Position annotation records
——————

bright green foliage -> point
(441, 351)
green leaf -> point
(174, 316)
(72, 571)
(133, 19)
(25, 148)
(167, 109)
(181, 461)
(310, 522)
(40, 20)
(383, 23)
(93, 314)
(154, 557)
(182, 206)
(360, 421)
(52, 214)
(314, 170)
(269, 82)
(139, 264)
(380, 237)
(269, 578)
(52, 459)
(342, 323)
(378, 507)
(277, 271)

——————

Extract every line of the records that contains the word "point". Case counts.

bright green foliage -> point
green leaf -> point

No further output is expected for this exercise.